> _TASK BRIEF_
Report the lines of the data below that contain the string "query".

[Items listed in a dataset]
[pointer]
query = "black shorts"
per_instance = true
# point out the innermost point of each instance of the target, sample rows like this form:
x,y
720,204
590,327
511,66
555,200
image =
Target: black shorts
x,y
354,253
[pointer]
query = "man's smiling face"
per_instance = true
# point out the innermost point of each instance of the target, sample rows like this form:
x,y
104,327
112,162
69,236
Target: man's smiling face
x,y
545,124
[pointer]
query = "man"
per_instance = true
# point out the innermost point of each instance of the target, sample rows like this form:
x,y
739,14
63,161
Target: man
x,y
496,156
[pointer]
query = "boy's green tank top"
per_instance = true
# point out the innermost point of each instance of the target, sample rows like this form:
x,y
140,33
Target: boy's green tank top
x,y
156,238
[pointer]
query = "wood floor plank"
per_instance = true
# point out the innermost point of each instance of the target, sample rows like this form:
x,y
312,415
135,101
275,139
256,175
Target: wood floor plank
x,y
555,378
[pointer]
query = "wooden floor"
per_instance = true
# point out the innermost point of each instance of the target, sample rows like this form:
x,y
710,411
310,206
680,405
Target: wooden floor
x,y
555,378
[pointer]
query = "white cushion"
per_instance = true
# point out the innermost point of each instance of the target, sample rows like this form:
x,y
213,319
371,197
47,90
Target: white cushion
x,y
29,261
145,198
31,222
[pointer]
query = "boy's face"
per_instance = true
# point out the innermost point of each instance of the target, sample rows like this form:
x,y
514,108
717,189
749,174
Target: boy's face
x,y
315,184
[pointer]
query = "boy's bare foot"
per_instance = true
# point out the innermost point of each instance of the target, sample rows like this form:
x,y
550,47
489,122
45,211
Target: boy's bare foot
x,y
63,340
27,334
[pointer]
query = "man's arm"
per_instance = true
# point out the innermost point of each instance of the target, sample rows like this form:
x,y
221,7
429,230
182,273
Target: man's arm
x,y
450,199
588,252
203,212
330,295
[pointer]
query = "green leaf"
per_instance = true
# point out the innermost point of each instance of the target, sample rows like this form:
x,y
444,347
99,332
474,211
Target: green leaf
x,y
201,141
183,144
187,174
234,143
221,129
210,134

> _EXPECTED ANSWER_
query = "black shorts"
query = "man's smiling face"
query = "man"
query = "boy's green tank top"
query = "wood floor plank"
query = "wooden floor"
query = "white cushion"
query = "boy's face"
query = "boy's bare foot"
query = "man's arm"
query = "green leaf"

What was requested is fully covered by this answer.